--- Exercise task ---
Transcribe all of the data exactly. Omit the pictures.

--- Given records ---
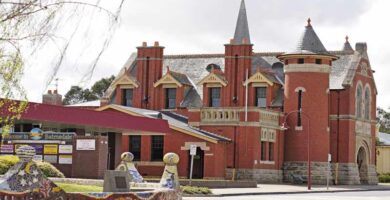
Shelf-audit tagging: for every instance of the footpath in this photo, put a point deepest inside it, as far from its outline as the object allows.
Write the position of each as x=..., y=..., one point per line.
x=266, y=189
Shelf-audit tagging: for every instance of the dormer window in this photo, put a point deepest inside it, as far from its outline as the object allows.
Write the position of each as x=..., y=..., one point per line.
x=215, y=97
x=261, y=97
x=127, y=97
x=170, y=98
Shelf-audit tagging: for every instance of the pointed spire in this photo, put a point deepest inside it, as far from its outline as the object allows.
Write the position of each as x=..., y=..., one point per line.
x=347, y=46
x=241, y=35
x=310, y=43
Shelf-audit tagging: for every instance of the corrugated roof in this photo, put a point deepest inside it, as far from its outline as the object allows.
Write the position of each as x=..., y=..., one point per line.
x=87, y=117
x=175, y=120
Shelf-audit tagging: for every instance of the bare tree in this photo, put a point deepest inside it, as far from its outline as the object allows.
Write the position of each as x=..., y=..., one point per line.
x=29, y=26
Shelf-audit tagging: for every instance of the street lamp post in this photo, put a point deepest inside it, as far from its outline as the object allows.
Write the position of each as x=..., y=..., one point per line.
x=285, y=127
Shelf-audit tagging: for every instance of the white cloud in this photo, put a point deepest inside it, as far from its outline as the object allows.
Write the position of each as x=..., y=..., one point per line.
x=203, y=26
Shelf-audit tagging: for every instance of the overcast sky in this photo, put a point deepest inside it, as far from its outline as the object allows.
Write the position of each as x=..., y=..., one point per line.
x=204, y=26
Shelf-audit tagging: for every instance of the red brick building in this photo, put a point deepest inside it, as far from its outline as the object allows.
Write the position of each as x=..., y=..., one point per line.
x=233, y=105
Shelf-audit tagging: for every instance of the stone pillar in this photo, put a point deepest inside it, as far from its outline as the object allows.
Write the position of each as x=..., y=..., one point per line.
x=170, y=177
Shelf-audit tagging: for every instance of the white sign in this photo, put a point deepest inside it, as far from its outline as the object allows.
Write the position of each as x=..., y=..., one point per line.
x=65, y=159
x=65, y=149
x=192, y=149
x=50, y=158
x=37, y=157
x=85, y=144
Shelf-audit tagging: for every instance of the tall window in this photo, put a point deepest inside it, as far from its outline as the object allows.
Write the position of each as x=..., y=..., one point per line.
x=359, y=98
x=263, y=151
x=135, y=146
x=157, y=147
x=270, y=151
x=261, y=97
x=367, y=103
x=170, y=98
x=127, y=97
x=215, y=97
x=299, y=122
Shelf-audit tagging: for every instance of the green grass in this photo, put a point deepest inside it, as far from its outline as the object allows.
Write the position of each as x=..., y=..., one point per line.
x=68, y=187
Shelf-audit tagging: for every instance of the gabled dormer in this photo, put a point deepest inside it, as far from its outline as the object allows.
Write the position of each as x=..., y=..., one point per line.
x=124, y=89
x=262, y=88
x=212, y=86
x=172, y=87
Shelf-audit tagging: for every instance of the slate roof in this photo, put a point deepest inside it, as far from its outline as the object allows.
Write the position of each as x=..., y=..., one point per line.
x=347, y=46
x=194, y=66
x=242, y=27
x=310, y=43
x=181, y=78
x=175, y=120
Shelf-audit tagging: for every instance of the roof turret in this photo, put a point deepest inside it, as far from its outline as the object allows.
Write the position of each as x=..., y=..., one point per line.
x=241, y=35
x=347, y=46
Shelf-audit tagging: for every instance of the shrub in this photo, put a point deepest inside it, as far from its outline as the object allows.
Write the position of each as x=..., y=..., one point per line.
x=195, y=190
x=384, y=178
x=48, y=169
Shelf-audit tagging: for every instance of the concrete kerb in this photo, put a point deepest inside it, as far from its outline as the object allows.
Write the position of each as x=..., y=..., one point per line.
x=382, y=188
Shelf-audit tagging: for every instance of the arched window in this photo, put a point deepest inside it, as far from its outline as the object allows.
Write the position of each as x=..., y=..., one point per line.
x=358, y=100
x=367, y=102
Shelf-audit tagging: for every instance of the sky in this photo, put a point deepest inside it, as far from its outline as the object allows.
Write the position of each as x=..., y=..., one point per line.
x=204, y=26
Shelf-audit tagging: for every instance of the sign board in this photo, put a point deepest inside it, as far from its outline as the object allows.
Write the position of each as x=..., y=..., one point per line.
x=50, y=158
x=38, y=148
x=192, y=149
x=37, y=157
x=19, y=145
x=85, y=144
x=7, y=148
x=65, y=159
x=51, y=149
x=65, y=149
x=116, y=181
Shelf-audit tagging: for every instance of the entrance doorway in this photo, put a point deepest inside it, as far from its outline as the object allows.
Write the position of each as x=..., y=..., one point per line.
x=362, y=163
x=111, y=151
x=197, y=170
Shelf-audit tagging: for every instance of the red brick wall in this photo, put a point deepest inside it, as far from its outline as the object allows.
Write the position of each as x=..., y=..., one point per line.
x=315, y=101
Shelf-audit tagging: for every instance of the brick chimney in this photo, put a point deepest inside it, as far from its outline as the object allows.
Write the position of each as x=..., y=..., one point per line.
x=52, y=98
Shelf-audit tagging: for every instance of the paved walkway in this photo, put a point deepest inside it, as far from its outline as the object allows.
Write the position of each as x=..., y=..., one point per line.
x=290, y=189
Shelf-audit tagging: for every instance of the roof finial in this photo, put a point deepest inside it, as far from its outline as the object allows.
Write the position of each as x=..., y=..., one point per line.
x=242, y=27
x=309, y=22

--- Solution ---
Shelf-audit tagging: for every instance of the footpath in this photo, put a point deepest inside it, as far from its outline as the object allows.
Write the position of each as x=..., y=..., one point per line.
x=266, y=189
Shelf-audit tagging: for every instance of the dormer window in this photo, put a point deepest inside it, as far from its outline as the object allows.
Write the position of each as x=..., y=..., one point per line.
x=215, y=97
x=261, y=97
x=127, y=97
x=170, y=98
Shelf-audit tagging: for every instance of the pointed spire in this photo, put a point deepest inside it, as far from its outline as the object allows.
Write the position of each as x=..., y=..., one point per line.
x=347, y=46
x=241, y=35
x=310, y=43
Shelf-audit tagging: for every instance of the corrugated roof in this photo, put a point deepest inside it, as far from its outline as the object allows.
Write the position of each as x=..., y=..., one point per line.
x=87, y=117
x=175, y=120
Shelf-audit tagging: for every instance of the bare tree in this photo, put a point deepest inside it, as far from its outline as the object allows.
Write the position of each as x=..., y=..., one point per line.
x=29, y=26
Shelf-audit tagging: for every instance of the street lamp post in this photo, put a point deepest inside it, as far from its outline as the object allows.
Write the position of each as x=..., y=..., one point per line.
x=285, y=127
Shelf-audit tagging: for every instance of the white cloud in this photo, put a point deepest inside it, as far from its outline as the object allows.
Write the position of each as x=..., y=..., one point per line.
x=203, y=26
Shelf-audit tagging: for every instance of the overcast sky in this photo, put a point deepest inside it, as far from its outline as the object allows.
Write the position of each as x=..., y=..., one point per line.
x=204, y=26
Shelf-audit tagging: for every instance of the red brick building in this photo, put a point deepest inside it, as far from its outline as the object allows.
Write the position of each as x=..., y=..., one point per line.
x=233, y=105
Shelf-audit tagging: for every instance of the stone pillar in this photo, put a point deepest inside it, as far from its outline as the object allows.
Write the position of each as x=..., y=..., one point per line.
x=170, y=177
Shelf-audit tagging: for every instance of the white sign in this photo, put a point deepest inside it, as far from its outline as the object allows.
Write the position of each as x=..., y=..., one point per line.
x=65, y=159
x=65, y=149
x=192, y=149
x=50, y=158
x=37, y=157
x=85, y=144
Shelf-audit tagging: for every instance of the tall window in this photo, put a point deepest inside it, as far from its outline as the object allows.
Write the position of each as x=..., y=..., one point per line.
x=359, y=98
x=263, y=151
x=135, y=146
x=157, y=147
x=270, y=151
x=261, y=97
x=367, y=103
x=170, y=98
x=127, y=97
x=215, y=97
x=299, y=122
Shelf-audit tagging: for every instance of the green grass in this photo, put a point deepest inside it, as far from its outline as the object allows.
Write the position of each as x=..., y=..., one point per line.
x=68, y=187
Shelf-audit tagging: for every instance of the gabled dormer in this photo, put a point deepest inside it, as far from its outline as the object allows.
Write the position of each as x=..., y=..., one point per line.
x=124, y=89
x=262, y=88
x=212, y=86
x=172, y=87
Shelf-audit tagging: for every instance of the slate roof in this photo, put a point deepest inside it, as far from its outline as the object allows.
Write the position of each as x=..., y=..., one point per line.
x=347, y=46
x=194, y=66
x=242, y=27
x=310, y=43
x=181, y=78
x=175, y=120
Shelf-audit tagging: for every instance of the roof turret in this photo, put a point deepest inside it, as far from its outline as the object allows.
Write the position of each as x=..., y=..., one point per line.
x=241, y=35
x=347, y=46
Shelf-audit tagging: for every instance of the shrub in this photo, put a point deepest inside it, as far from its outline as the object allows.
Write the position of each as x=..., y=..., one point per line.
x=195, y=190
x=384, y=178
x=48, y=169
Shelf-audit tagging: for every instance of the concrete kerb in this photo, put a point deepest inside it, as far from its outline as the object allows.
Write the position of each as x=..., y=..., one point per line.
x=382, y=188
Shelf-audit tagging: for every instance of the arched window in this photo, put a point deepest inside it, as far from its outline as the object allows.
Write the position of each as x=..., y=..., one point per line.
x=358, y=100
x=367, y=102
Shelf-audit tagging: for every instance of the sky in this photo, put a point deepest inside it, as far from its outline as the object allows.
Write the position of each as x=..., y=..., one point per line.
x=204, y=26
Shelf-audit tagging: for every instance of the sign board in this photo, put a point deepest inside it, as far from its outline as the object allows.
Write the position of each as x=..., y=..., one point per line.
x=50, y=158
x=38, y=148
x=192, y=149
x=37, y=157
x=19, y=145
x=85, y=144
x=7, y=148
x=65, y=159
x=51, y=149
x=65, y=149
x=116, y=181
Shelf-audit tagging: for every instance of the entrance doorway in this photo, put a point deepest inside it, as far from its outline as the object allows.
Write the position of each as x=..., y=..., one point per line.
x=362, y=163
x=111, y=151
x=197, y=170
Shelf-audit tagging: for every instance of the red brick wall in this photo, put a point deepest inside it, as far from its outline as the object allows.
Write the position of each as x=..., y=..., one point per line.
x=315, y=101
Shelf-audit tagging: for every instance of the brick chimney in this photo, put a point deepest inside it, as far from its outline as the object allows.
Write the position of each as x=..., y=..., one point per line.
x=52, y=98
Shelf-audit tagging: for every instance of the paved walkway in this photo, put a point deepest inside it, as far from its outline as the object allows.
Write the position of each as x=..., y=..., one point per line.
x=290, y=189
Shelf-audit tagging: for every instance of the roof finial in this photo, put a point deepest inside it, as far from its outline as the object allows.
Write the position of each as x=..., y=..., one point per line.
x=242, y=27
x=309, y=22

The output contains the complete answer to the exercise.